EXERCISE INSTRUCTIONS: Report each line from the data below that holds the word "white".

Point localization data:
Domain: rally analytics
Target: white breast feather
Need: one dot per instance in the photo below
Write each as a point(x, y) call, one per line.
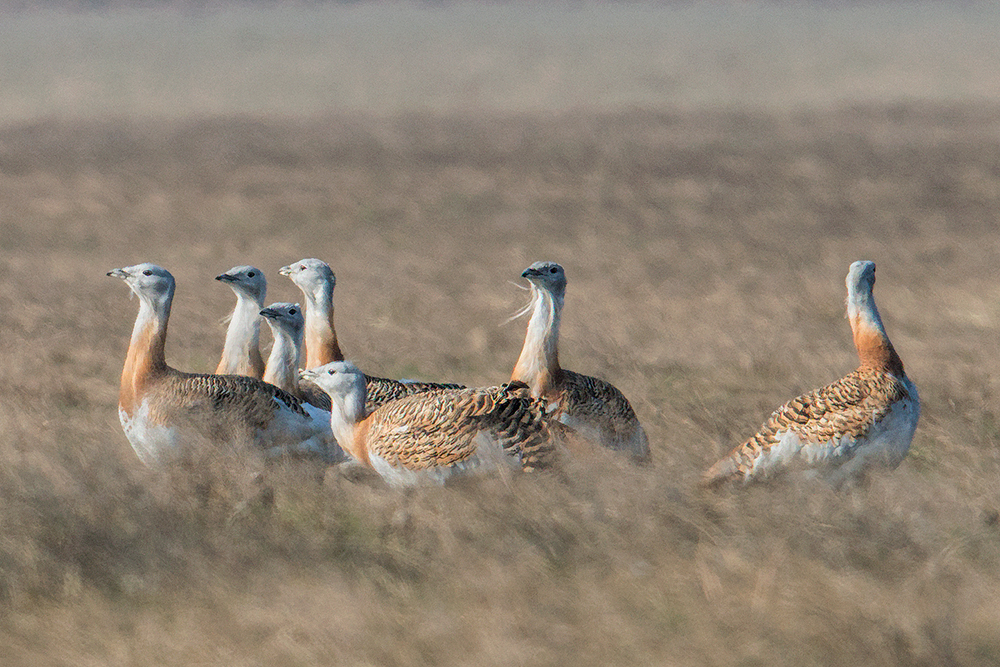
point(153, 443)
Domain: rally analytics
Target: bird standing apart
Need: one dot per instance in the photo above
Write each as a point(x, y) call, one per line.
point(591, 407)
point(164, 412)
point(865, 419)
point(241, 353)
point(316, 280)
point(432, 436)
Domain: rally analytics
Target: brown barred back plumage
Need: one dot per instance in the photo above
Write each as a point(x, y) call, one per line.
point(848, 407)
point(382, 390)
point(439, 428)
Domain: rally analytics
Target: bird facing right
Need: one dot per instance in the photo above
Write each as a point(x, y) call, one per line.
point(838, 432)
point(431, 436)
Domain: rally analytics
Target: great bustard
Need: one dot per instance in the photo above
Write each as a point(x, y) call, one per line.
point(841, 430)
point(593, 408)
point(282, 369)
point(432, 436)
point(164, 412)
point(241, 353)
point(316, 280)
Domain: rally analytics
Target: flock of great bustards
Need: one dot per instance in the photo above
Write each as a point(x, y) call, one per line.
point(410, 432)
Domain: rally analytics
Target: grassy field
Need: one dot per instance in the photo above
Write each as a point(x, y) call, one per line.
point(705, 250)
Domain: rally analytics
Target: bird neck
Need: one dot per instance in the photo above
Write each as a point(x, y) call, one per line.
point(145, 361)
point(538, 365)
point(347, 414)
point(320, 335)
point(241, 352)
point(875, 350)
point(282, 368)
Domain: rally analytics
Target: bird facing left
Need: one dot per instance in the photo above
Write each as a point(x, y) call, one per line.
point(165, 412)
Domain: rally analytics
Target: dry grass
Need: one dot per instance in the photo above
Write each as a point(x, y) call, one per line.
point(705, 255)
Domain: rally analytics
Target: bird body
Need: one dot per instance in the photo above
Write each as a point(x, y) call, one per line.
point(163, 411)
point(241, 352)
point(430, 437)
point(316, 280)
point(840, 431)
point(593, 408)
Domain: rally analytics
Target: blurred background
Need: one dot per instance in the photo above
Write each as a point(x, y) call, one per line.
point(705, 171)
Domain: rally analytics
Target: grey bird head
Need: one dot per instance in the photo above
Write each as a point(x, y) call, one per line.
point(151, 283)
point(337, 378)
point(311, 275)
point(548, 276)
point(284, 316)
point(246, 280)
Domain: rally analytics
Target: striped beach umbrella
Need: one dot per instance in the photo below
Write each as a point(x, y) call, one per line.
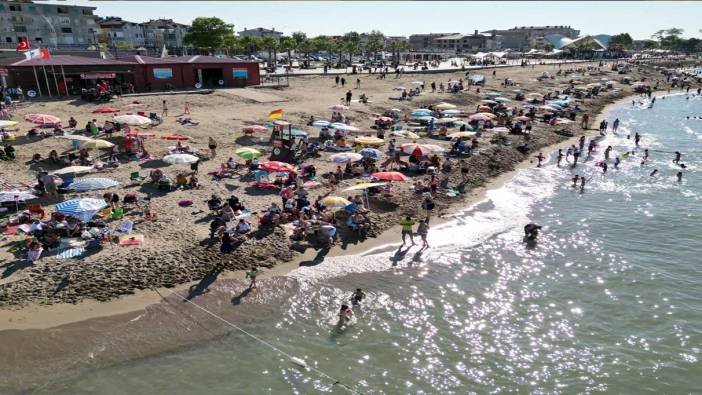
point(83, 209)
point(92, 184)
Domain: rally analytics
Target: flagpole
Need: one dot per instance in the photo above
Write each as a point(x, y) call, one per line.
point(46, 77)
point(37, 80)
point(65, 84)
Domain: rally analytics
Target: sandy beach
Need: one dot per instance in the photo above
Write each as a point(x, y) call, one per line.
point(176, 254)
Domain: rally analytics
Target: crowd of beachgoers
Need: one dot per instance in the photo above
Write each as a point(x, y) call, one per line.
point(157, 190)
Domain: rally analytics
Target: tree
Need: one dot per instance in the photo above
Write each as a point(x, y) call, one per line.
point(289, 44)
point(621, 41)
point(250, 44)
point(208, 33)
point(375, 41)
point(299, 37)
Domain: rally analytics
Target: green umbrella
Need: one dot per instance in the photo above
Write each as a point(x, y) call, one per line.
point(248, 153)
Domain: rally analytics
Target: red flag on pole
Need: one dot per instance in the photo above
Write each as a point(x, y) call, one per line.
point(23, 45)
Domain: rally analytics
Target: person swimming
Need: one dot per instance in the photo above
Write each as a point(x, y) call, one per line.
point(357, 296)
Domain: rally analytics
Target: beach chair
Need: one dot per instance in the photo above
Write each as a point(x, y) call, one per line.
point(135, 176)
point(34, 208)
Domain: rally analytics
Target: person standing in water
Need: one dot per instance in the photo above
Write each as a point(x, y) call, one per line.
point(540, 158)
point(357, 297)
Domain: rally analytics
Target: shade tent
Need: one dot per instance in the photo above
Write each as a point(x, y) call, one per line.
point(83, 209)
point(92, 184)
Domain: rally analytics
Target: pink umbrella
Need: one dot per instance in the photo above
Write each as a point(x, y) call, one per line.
point(389, 176)
point(416, 149)
point(277, 166)
point(42, 119)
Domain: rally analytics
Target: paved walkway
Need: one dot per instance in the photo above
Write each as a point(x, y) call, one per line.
point(254, 94)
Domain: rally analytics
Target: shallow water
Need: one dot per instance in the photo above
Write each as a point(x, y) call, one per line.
point(609, 300)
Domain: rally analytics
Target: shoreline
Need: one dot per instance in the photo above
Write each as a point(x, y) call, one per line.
point(40, 316)
point(43, 317)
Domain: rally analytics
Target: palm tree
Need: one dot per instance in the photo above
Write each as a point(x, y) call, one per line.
point(289, 44)
point(269, 43)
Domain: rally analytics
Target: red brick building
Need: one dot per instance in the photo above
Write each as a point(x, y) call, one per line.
point(67, 73)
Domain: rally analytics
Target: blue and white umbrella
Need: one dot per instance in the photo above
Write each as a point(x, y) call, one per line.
point(371, 153)
point(92, 184)
point(83, 209)
point(321, 124)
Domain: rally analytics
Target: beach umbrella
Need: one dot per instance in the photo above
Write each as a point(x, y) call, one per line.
point(177, 159)
point(92, 184)
point(83, 209)
point(321, 124)
point(74, 137)
point(344, 127)
point(334, 201)
point(364, 185)
point(73, 169)
point(461, 135)
point(479, 117)
point(105, 110)
point(15, 196)
point(499, 129)
point(254, 129)
point(369, 140)
point(175, 137)
point(97, 143)
point(371, 153)
point(42, 119)
point(445, 106)
point(405, 133)
point(247, 153)
point(416, 149)
point(132, 119)
point(389, 176)
point(143, 135)
point(135, 105)
point(344, 157)
point(276, 166)
point(435, 148)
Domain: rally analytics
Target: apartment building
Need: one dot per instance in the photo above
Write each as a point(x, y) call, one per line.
point(51, 25)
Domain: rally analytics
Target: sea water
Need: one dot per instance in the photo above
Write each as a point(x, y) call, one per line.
point(608, 300)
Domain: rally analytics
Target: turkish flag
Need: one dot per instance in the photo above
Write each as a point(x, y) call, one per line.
point(23, 45)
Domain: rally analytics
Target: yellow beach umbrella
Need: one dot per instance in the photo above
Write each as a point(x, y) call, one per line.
point(335, 201)
point(369, 140)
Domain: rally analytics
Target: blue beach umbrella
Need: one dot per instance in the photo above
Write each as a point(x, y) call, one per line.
point(83, 209)
point(92, 184)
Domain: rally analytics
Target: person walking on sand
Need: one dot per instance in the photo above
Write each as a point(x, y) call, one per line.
point(407, 224)
point(212, 144)
point(423, 232)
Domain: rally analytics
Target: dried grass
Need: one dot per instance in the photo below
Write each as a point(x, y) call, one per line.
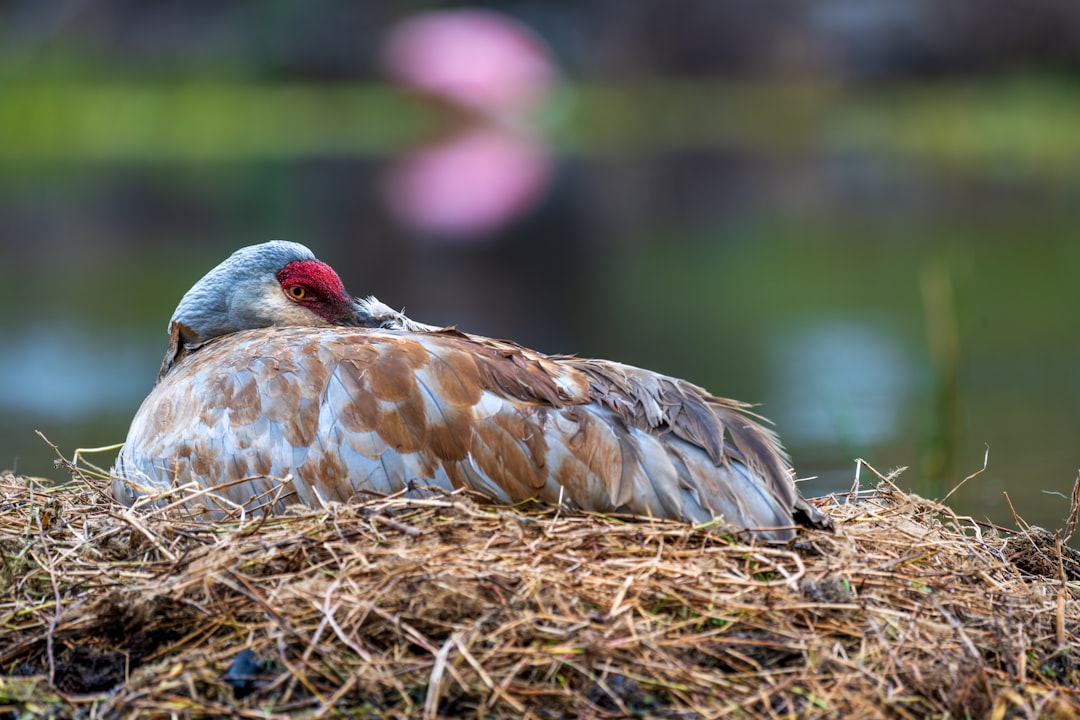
point(453, 608)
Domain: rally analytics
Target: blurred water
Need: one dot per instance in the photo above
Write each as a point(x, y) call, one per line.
point(806, 300)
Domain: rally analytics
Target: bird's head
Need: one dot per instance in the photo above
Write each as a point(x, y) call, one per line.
point(274, 283)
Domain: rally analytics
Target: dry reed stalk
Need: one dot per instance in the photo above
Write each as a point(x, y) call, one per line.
point(447, 607)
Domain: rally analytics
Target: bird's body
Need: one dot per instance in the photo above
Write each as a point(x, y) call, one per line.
point(331, 410)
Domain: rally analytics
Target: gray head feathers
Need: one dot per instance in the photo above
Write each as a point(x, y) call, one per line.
point(241, 293)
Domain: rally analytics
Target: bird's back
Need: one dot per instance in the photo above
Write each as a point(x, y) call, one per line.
point(348, 411)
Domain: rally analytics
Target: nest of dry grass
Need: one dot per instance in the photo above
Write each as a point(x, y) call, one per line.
point(453, 608)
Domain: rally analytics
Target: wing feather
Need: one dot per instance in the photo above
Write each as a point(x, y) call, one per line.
point(347, 411)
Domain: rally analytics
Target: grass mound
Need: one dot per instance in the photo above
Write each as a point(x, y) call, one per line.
point(449, 607)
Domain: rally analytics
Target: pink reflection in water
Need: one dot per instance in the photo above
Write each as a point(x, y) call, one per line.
point(493, 170)
point(472, 184)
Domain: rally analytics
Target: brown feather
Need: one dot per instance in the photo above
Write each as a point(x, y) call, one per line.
point(346, 410)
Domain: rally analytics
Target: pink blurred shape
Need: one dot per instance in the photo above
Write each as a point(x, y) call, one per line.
point(470, 185)
point(493, 168)
point(475, 58)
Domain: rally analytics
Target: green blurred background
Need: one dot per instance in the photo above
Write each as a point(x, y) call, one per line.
point(859, 214)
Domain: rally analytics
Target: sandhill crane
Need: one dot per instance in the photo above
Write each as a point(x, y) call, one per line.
point(279, 388)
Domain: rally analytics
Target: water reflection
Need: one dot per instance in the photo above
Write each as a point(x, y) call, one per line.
point(62, 371)
point(841, 381)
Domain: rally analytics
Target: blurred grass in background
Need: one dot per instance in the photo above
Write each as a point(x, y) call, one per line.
point(755, 197)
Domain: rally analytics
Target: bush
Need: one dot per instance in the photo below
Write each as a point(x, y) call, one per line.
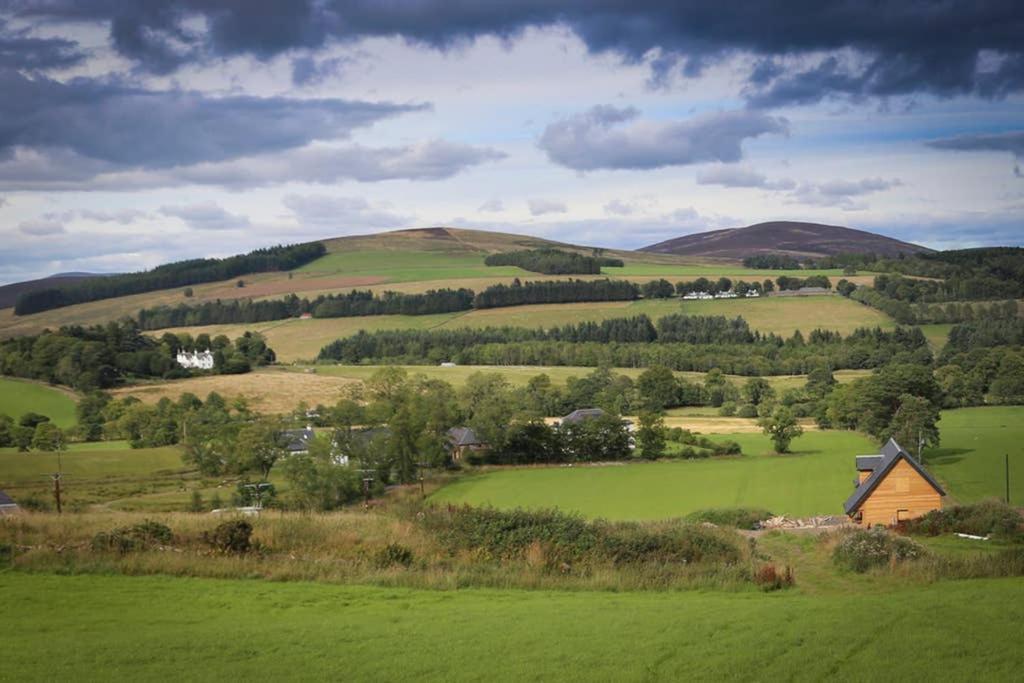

ANSWER SECTION:
Target: white breast feather
Target: blue and white umbrella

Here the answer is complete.